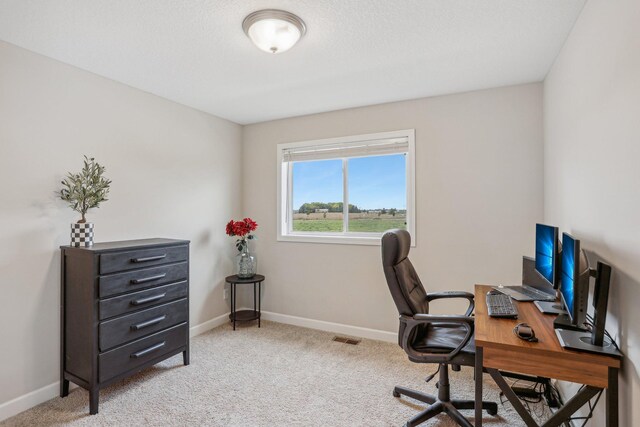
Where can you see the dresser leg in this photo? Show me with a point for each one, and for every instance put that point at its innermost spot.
(94, 396)
(64, 387)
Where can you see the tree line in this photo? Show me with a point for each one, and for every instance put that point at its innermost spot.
(337, 207)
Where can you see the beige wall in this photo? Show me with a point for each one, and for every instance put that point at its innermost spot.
(479, 182)
(175, 173)
(592, 174)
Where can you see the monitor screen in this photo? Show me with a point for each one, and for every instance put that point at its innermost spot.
(546, 251)
(570, 257)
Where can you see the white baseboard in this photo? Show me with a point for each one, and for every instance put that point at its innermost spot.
(337, 328)
(26, 401)
(208, 325)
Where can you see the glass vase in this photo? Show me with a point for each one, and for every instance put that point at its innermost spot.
(247, 263)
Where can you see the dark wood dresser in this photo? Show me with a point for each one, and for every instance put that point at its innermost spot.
(124, 307)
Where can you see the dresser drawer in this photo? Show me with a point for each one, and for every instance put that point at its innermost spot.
(137, 353)
(135, 301)
(122, 261)
(130, 281)
(136, 325)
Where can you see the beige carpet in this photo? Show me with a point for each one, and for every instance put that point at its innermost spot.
(278, 375)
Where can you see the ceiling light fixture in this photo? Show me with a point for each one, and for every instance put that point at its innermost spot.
(272, 30)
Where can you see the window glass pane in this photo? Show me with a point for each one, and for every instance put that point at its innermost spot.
(317, 196)
(377, 193)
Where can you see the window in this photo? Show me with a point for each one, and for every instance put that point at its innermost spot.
(346, 190)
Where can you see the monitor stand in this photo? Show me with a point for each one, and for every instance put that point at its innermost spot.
(550, 307)
(581, 341)
(564, 322)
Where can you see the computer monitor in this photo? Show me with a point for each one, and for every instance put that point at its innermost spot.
(547, 252)
(574, 284)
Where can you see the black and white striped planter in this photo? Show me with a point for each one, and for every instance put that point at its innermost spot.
(82, 234)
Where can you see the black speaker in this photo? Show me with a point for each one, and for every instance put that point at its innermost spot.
(529, 274)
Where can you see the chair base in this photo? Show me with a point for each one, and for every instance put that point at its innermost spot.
(442, 403)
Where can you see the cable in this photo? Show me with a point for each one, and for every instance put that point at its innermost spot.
(590, 323)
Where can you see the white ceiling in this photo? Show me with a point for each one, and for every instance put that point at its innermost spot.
(355, 52)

══════

- **To do**
Please edit the records above by replacing every "innermost spot" with "center", keeping everything else the same and leaving out the pictures.

- **Complete output**
Where can you see the dresser leg in this photo? Show me with a point for each one, and for every instance put that point at its center.
(94, 396)
(64, 387)
Where can you see the tree line in this photo? Show me with a point for each one, and for every instance put that point at its center.
(337, 207)
Where can you see the beige wall in this photo? Show me with a point for each one, and for every instance put that point at its center.
(479, 182)
(175, 173)
(592, 174)
Where can you see the monitor screen in this photo? Show me with a point for each one, and for every instance put that point at its center.
(546, 251)
(570, 257)
Where can you see the white baseboard in this photo? Show me with a point for each one, and for every instance put that point at its center.
(337, 328)
(26, 401)
(208, 325)
Where can you see the glass vase in this photo? Show me with a point for each one, and for every instance put that point at its center.
(247, 263)
Where can you see the dark wood dresser in this photo? Show me with a point for each one, and for every instance put that point at its center.
(124, 307)
Where can you see the dresser drawer in this photo? Show me with a point for each one, and for every instance put that point at its center.
(137, 353)
(135, 301)
(122, 261)
(130, 281)
(136, 325)
Where can you see the beige carpet in this photo? Show me with a point for each one, and for every instance put that point at its center.
(278, 375)
Where can you see the ceiling light fixture in this photo? Show me with a point for each one, and for every instance put that point at its center.
(272, 30)
Where can you see the window glass pane in this photo? Show me with a point for each one, and for every instance put that point at its center.
(317, 196)
(377, 193)
Where can you see the window in this photo? Show me with a point for each one, and for every instance put that point at its center.
(346, 190)
Where can you see the monitor stand in this photo? Show me with a point for each one, and for every instance put that point at its center.
(550, 307)
(581, 341)
(564, 322)
Where can you see the computer monitor in this photo? Show me with a point for each one, and for every instance put that point at its center.
(547, 252)
(574, 284)
Where can you see the black and white striped planter in this photo? Show me with a point for each one, and for every instance put that point at its center.
(82, 234)
Where can you see the black speaker in this photo? Show me with a point for each one, and for every instance put that point at its center.
(529, 274)
Where can you see the chair base in this photo? Show me with a point for each one, and for every instance put that point at its center.
(442, 403)
Where can you see the cable in this photo? Show me with a point for each one, and for every instance put that point at its center.
(590, 323)
Where can you see the white ceiling in this photo? Show me with a point for each one, and for every instance put that point at its center.
(355, 52)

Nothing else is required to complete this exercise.